TO-DO LIST:
A – Please translate this sentence from the OpenCTD talk transcript into Spanish: "Almost all marine scientific research includes a CTD cast."
B – According to the OpenCTD talk transcript, to what depth does the OpenCTD operate?

TEXT PROVIDED:
>> START

On September 14, 2022, I gave a talk on community oceanography and the OpenCTD for the AtlantOS Ocean Hour “Democratizing ocean observations through low-cost technologies” workshop. Below is the transcript from that talk.
Good morning and thank you for inviting me.
Access to the tools of science is not equitable, and nowhere is this inequality of access more pronounced than in the ocean sciences, where all but a few entities have the capital to mount major oceanographic research campaigns. I come from the world of deep-sea ecology, where budgets can quickly climb into the tens of millions of dollars. But even small-scale coastal research can be stymied by the need for vessels, equipment, and instruments, access to which is often controlled by research institutions.
As the need to understand the dramatic changes happening both at the surface and beneath the waves accelerates, barriers to access that precludes the participation of the full breadth of ocean stakeholders erodes our potential to understand, anticipate, and mitigate those changes.
One of the missions of my post-Academic career has been to make the tools of ocean science more accessible to more people. I believe that the ocean belongs to everyone and that the tools to study the ocean should be available to anyone with the curiosity and motivation to pursue that inquiry.
Chief among those tools is the workhorse of oceanography, the CTD.
Just in case anyone is unfamiliar, a CTD is a device that measures salinity, temperature, and depth. It can be used to profile a water column, affixed to other instruments to correlate observations to water conditions, or deployed as a fixed mooring for long term monitoring. Almost all marine scientific research includes a CTD cast.
But commercial CTDs are expensive. This creates a barrier to access for many of the people most imminently affected by our changing oceans.
The OpenCTD is a low-cost, open-source alternative to commercial CTDs designed intentionally for budget-restricted scientists, educators, and practitioners working in nearshore coastal ecosystems, where entire research projects can be conducted for less than the cost of a commercial CTD. The sensor quality is acceptable for the vast majority of ecology and conservation studies – though you probably won’t want to use one for chemical or physical oceanography – and it operates to a depth of 140 meters.

>> END

ENTRIES SUPPLIED:
>> START

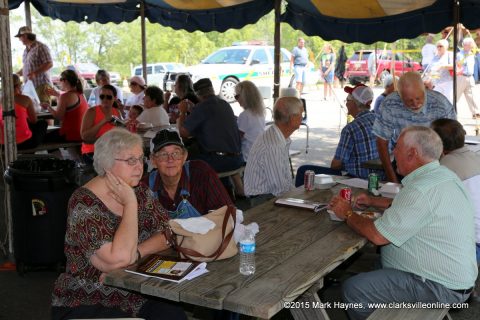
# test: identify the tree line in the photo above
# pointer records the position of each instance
(117, 47)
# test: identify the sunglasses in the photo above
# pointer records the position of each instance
(106, 96)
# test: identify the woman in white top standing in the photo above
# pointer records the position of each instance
(251, 122)
(153, 111)
(440, 68)
(137, 88)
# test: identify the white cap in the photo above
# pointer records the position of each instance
(361, 93)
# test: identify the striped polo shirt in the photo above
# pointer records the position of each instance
(431, 228)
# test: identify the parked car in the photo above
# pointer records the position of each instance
(156, 71)
(228, 66)
(357, 69)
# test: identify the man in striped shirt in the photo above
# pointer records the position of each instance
(426, 233)
(268, 167)
(411, 105)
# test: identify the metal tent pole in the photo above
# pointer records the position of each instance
(10, 151)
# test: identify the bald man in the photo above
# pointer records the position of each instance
(411, 105)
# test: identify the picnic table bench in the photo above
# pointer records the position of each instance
(410, 314)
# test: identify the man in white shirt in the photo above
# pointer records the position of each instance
(268, 167)
(428, 52)
(463, 161)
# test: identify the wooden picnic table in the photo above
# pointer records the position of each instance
(296, 248)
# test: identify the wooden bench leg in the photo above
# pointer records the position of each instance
(310, 302)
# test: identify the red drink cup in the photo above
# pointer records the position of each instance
(346, 193)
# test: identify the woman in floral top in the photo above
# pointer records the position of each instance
(112, 222)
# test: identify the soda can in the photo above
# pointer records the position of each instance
(346, 193)
(309, 180)
(372, 183)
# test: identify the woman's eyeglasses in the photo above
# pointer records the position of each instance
(105, 96)
(164, 156)
(133, 161)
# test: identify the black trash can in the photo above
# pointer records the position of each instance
(40, 189)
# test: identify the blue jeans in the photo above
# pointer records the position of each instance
(478, 253)
(390, 285)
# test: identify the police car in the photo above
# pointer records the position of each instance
(228, 66)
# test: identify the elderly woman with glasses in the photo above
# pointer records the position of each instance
(112, 222)
(98, 120)
(176, 179)
(70, 109)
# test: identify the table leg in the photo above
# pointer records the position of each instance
(309, 305)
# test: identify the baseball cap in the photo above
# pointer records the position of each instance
(388, 81)
(202, 84)
(165, 138)
(24, 30)
(361, 93)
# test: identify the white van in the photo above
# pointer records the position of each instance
(156, 71)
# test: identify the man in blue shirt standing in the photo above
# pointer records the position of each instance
(299, 60)
(357, 142)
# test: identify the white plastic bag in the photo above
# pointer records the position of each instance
(29, 90)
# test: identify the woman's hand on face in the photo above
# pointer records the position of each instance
(119, 189)
(52, 92)
(166, 96)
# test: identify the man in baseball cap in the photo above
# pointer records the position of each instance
(357, 143)
(37, 61)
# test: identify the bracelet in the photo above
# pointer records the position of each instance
(348, 214)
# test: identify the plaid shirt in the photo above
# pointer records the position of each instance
(394, 116)
(33, 57)
(358, 144)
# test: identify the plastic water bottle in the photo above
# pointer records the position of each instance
(247, 253)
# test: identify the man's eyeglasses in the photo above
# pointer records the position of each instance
(164, 156)
(133, 161)
(106, 96)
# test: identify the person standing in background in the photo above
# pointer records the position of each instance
(102, 77)
(327, 62)
(36, 63)
(299, 60)
(428, 52)
(465, 80)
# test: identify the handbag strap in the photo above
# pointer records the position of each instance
(231, 212)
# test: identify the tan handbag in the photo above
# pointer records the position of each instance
(216, 244)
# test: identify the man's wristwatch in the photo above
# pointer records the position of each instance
(348, 214)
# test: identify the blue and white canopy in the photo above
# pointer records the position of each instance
(364, 21)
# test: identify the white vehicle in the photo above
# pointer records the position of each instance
(156, 71)
(228, 66)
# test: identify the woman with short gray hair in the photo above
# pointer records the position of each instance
(112, 222)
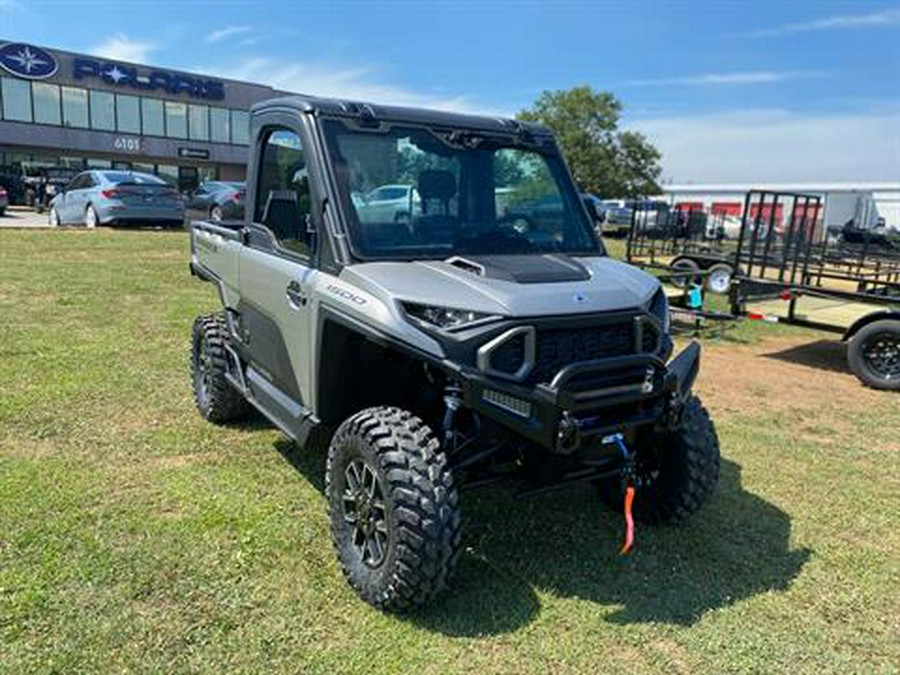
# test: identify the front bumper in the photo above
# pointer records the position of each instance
(587, 400)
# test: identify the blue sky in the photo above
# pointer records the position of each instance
(761, 90)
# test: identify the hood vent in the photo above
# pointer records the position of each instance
(523, 269)
(466, 265)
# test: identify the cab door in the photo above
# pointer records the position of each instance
(276, 274)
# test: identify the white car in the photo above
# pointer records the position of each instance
(388, 204)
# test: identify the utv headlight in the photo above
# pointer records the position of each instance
(659, 307)
(444, 317)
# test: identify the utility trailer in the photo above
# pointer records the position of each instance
(792, 269)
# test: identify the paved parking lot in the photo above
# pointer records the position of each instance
(22, 216)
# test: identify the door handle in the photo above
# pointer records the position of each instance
(295, 295)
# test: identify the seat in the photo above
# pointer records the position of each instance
(282, 215)
(436, 190)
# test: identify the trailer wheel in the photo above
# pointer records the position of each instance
(393, 507)
(686, 273)
(718, 278)
(874, 355)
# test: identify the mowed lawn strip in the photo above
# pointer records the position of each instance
(135, 536)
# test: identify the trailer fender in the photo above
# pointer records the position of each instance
(685, 368)
(867, 319)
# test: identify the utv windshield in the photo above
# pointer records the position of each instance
(412, 193)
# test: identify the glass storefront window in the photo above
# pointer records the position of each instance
(16, 100)
(74, 107)
(220, 125)
(103, 111)
(128, 114)
(198, 122)
(168, 173)
(176, 120)
(152, 114)
(46, 103)
(240, 127)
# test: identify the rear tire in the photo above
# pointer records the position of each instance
(874, 355)
(216, 399)
(394, 509)
(677, 476)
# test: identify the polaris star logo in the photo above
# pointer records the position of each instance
(26, 61)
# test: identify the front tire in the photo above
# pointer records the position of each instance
(394, 509)
(216, 399)
(874, 355)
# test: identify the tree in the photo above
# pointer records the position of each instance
(603, 159)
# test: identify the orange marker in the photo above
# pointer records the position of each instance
(629, 521)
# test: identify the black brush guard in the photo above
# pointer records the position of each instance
(589, 399)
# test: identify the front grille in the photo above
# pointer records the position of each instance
(508, 357)
(555, 347)
(558, 348)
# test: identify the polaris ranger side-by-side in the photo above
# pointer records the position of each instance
(430, 285)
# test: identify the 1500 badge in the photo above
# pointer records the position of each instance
(345, 294)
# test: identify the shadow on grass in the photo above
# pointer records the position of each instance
(822, 354)
(565, 543)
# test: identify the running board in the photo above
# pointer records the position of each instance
(280, 409)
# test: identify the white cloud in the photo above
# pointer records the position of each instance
(225, 33)
(360, 83)
(120, 47)
(775, 145)
(708, 79)
(883, 18)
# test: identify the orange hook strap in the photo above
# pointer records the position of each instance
(629, 521)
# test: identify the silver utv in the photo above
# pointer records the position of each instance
(484, 336)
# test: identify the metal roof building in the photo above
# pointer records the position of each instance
(865, 203)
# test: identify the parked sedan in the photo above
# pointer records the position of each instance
(216, 200)
(388, 204)
(114, 197)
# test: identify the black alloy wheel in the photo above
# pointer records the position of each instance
(365, 512)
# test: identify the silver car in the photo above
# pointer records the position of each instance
(101, 197)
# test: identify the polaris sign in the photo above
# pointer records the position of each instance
(26, 61)
(156, 80)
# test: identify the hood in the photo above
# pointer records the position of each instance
(518, 286)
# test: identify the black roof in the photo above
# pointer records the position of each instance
(376, 112)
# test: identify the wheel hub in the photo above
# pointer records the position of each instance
(365, 512)
(883, 356)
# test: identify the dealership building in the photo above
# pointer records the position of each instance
(59, 108)
(866, 204)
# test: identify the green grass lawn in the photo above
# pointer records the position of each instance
(136, 537)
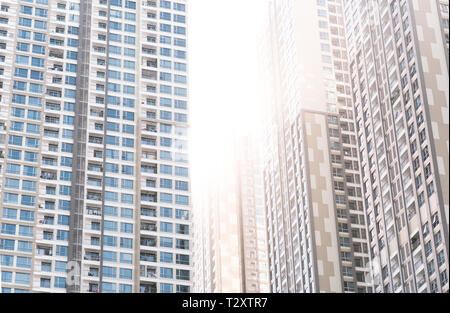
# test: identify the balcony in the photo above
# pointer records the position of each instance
(91, 256)
(149, 227)
(148, 242)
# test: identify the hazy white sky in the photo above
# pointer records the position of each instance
(224, 87)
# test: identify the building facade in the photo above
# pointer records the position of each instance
(314, 203)
(95, 187)
(230, 253)
(398, 58)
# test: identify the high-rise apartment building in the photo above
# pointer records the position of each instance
(230, 252)
(93, 138)
(398, 58)
(316, 223)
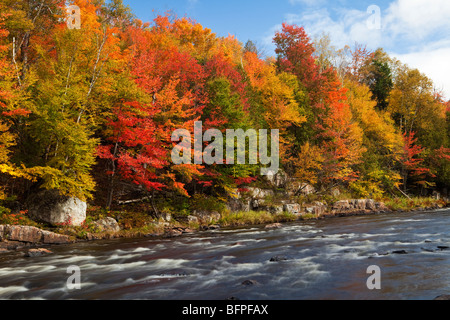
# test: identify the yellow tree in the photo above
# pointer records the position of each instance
(382, 141)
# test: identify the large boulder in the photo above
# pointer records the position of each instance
(29, 234)
(108, 225)
(293, 208)
(206, 217)
(51, 207)
(260, 194)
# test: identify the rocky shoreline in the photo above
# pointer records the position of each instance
(17, 237)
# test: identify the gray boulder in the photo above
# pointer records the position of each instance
(51, 207)
(108, 225)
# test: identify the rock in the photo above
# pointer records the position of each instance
(361, 205)
(335, 192)
(277, 179)
(173, 233)
(37, 252)
(166, 216)
(211, 227)
(319, 208)
(108, 225)
(236, 205)
(278, 258)
(273, 226)
(342, 205)
(400, 252)
(316, 208)
(293, 208)
(206, 217)
(380, 206)
(54, 238)
(193, 219)
(261, 194)
(436, 195)
(29, 234)
(51, 207)
(23, 234)
(249, 283)
(371, 205)
(255, 204)
(295, 187)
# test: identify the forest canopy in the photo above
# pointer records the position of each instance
(90, 111)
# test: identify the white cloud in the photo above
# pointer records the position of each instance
(434, 63)
(310, 3)
(414, 31)
(418, 19)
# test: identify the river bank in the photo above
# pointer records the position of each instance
(26, 238)
(324, 259)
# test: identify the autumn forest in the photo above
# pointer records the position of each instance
(90, 111)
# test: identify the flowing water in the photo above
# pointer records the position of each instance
(326, 259)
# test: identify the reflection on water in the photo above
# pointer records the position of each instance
(325, 260)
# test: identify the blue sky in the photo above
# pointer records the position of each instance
(415, 31)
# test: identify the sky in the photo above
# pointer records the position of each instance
(417, 32)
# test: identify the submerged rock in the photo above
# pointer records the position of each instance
(249, 283)
(108, 225)
(400, 252)
(273, 226)
(51, 207)
(37, 253)
(278, 258)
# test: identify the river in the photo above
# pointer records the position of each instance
(326, 259)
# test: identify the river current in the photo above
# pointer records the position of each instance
(325, 259)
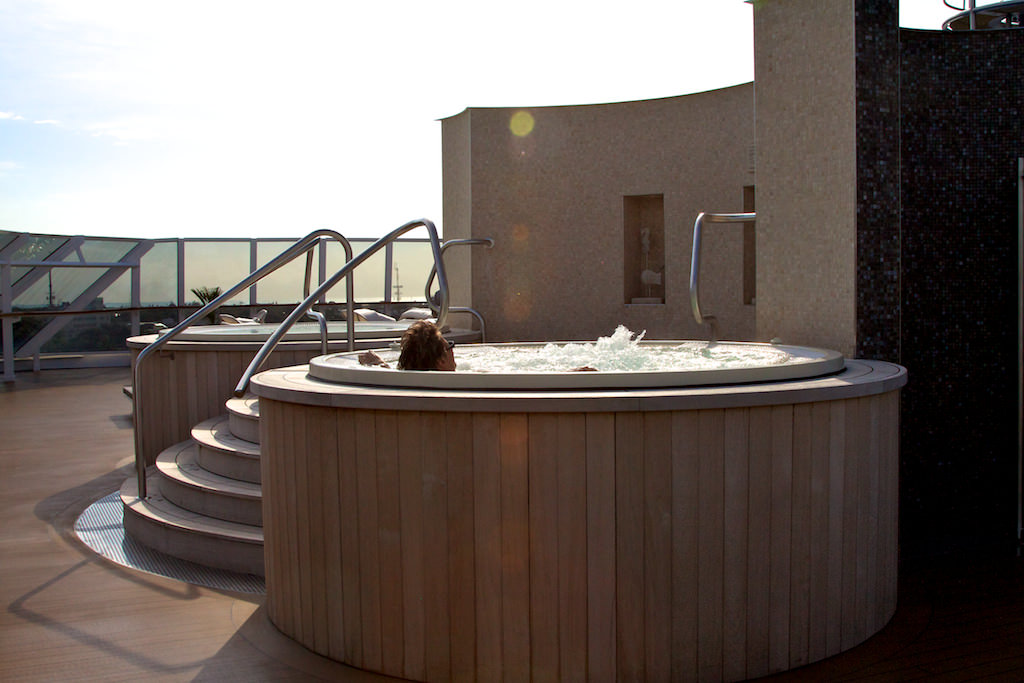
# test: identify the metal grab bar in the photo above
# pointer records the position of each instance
(304, 245)
(486, 242)
(695, 262)
(304, 306)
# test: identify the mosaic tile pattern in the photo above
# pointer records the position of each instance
(877, 44)
(962, 96)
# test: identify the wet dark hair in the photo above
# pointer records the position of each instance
(422, 346)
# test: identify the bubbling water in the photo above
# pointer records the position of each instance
(620, 352)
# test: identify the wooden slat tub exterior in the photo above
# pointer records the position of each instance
(720, 543)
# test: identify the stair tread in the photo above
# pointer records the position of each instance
(162, 511)
(247, 407)
(179, 463)
(215, 433)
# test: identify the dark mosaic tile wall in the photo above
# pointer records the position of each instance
(877, 38)
(962, 108)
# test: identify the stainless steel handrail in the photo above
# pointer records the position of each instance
(695, 263)
(486, 242)
(304, 245)
(304, 306)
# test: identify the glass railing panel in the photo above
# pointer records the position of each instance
(159, 273)
(6, 237)
(412, 261)
(60, 287)
(212, 263)
(90, 332)
(36, 248)
(285, 284)
(107, 250)
(368, 279)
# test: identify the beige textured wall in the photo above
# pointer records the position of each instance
(806, 168)
(456, 208)
(552, 200)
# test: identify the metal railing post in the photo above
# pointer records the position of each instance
(698, 315)
(302, 246)
(486, 242)
(346, 270)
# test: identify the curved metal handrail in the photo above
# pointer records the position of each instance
(488, 243)
(695, 263)
(304, 245)
(304, 306)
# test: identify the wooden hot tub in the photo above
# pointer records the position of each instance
(712, 532)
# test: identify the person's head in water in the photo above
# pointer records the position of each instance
(423, 347)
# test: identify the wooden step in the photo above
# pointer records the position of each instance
(162, 525)
(187, 485)
(243, 417)
(222, 453)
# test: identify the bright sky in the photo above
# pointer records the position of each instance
(229, 118)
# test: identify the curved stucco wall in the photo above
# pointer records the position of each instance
(553, 202)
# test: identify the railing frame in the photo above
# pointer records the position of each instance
(699, 316)
(486, 242)
(305, 245)
(346, 270)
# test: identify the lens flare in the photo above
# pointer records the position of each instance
(521, 124)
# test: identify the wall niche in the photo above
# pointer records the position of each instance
(643, 249)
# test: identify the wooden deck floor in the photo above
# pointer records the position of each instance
(66, 440)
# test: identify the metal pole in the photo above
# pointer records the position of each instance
(1020, 352)
(8, 324)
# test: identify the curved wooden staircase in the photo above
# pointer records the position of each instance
(205, 502)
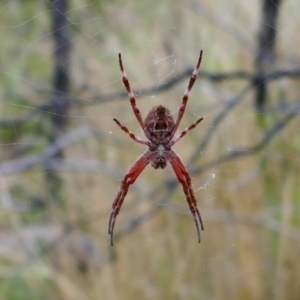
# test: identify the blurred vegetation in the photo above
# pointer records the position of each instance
(250, 204)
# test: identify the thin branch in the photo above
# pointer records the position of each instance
(22, 164)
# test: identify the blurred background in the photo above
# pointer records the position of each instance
(63, 157)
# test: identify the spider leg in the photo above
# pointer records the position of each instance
(186, 182)
(125, 129)
(128, 179)
(185, 131)
(186, 95)
(130, 94)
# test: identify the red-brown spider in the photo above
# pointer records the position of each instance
(159, 128)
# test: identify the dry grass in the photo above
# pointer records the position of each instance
(243, 255)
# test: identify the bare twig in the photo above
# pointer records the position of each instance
(22, 164)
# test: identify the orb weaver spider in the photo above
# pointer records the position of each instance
(159, 128)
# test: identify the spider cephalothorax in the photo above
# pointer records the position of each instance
(159, 128)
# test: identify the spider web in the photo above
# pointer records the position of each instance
(58, 182)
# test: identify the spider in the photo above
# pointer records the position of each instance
(159, 129)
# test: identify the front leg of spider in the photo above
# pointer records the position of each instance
(159, 128)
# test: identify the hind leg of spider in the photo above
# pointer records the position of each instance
(185, 180)
(128, 179)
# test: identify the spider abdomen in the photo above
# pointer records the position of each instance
(159, 160)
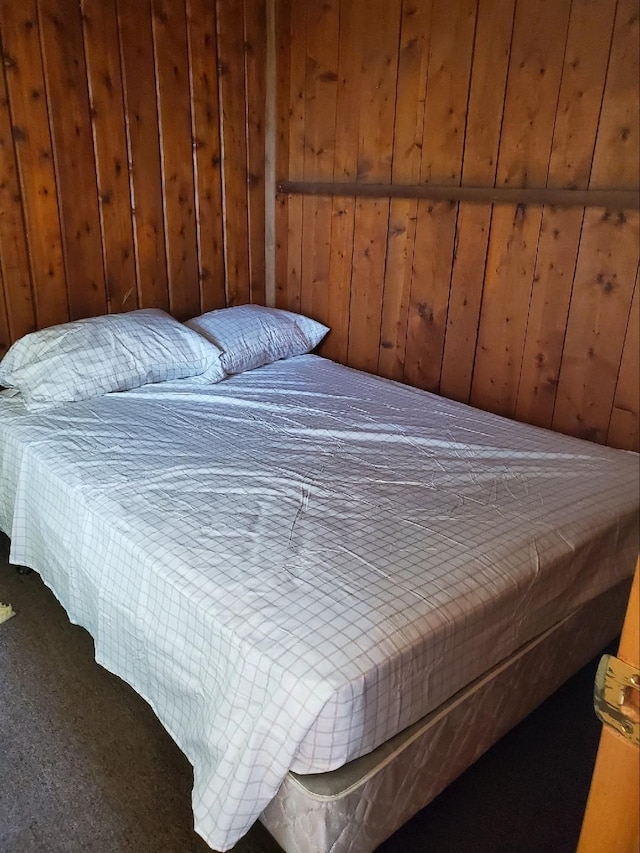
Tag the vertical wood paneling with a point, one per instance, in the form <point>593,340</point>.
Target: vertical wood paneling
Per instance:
<point>255,44</point>
<point>284,81</point>
<point>111,164</point>
<point>321,33</point>
<point>624,426</point>
<point>537,53</point>
<point>5,337</point>
<point>14,263</point>
<point>615,161</point>
<point>478,301</point>
<point>452,33</point>
<point>102,49</point>
<point>231,65</point>
<point>68,98</point>
<point>34,155</point>
<point>579,104</point>
<point>413,66</point>
<point>291,154</point>
<point>205,113</point>
<point>484,119</point>
<point>607,265</point>
<point>144,148</point>
<point>379,26</point>
<point>178,189</point>
<point>345,155</point>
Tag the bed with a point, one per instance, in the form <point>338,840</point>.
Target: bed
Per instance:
<point>335,591</point>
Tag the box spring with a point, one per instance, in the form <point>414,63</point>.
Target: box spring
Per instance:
<point>355,808</point>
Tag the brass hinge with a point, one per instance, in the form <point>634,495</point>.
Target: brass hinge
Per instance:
<point>616,697</point>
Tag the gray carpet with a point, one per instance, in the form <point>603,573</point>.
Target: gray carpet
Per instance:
<point>86,766</point>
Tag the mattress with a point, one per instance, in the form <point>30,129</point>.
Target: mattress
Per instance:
<point>299,562</point>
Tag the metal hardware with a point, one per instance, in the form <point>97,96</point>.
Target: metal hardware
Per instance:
<point>616,697</point>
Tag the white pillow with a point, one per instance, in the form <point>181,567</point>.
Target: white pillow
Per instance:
<point>91,357</point>
<point>252,335</point>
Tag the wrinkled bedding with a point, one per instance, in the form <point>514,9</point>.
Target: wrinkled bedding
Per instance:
<point>298,562</point>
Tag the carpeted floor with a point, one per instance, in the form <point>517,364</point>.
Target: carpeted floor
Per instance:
<point>85,765</point>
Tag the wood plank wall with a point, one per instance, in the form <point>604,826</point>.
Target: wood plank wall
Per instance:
<point>115,192</point>
<point>530,311</point>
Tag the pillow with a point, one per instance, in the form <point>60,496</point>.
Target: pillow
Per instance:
<point>91,357</point>
<point>252,335</point>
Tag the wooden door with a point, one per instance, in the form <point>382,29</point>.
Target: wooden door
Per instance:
<point>611,818</point>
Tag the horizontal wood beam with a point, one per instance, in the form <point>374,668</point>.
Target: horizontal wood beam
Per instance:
<point>611,199</point>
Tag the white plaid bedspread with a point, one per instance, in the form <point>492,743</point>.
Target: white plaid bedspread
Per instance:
<point>295,564</point>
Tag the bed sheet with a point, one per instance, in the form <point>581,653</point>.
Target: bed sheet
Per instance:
<point>295,564</point>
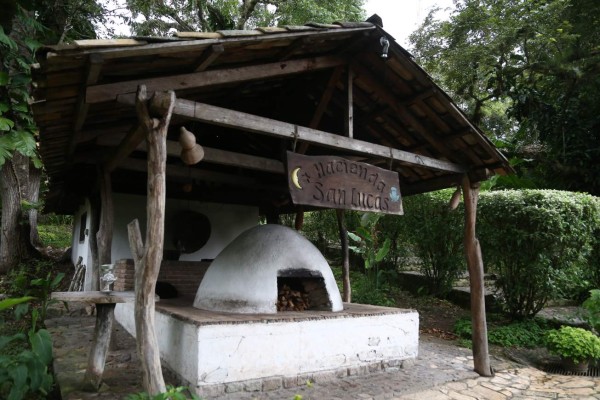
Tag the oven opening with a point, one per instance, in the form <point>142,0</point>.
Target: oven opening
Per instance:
<point>301,290</point>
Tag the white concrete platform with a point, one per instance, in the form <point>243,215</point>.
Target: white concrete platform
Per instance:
<point>209,349</point>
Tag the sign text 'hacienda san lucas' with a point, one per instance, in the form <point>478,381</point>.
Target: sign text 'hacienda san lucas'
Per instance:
<point>335,182</point>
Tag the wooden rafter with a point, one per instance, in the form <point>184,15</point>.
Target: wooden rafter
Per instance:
<point>111,91</point>
<point>253,123</point>
<point>94,68</point>
<point>211,155</point>
<point>208,57</point>
<point>136,135</point>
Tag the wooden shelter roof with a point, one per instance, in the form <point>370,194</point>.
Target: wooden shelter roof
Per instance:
<point>248,96</point>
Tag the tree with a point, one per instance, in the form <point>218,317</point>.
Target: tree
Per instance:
<point>158,17</point>
<point>18,158</point>
<point>22,32</point>
<point>527,72</point>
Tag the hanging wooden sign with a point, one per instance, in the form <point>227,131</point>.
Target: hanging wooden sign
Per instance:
<point>334,182</point>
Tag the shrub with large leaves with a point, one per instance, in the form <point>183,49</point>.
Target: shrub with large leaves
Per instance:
<point>26,371</point>
<point>435,234</point>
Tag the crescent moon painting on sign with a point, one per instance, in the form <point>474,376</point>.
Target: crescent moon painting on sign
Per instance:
<point>295,178</point>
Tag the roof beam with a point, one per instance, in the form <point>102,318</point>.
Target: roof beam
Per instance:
<point>94,68</point>
<point>208,57</point>
<point>110,91</point>
<point>266,126</point>
<point>212,155</point>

>> END

PROBLEM SOLUTIONS:
A – Casi toda la investigación científica marina incluye un lance de CTD.

B – It operates to a depth of 140 meters.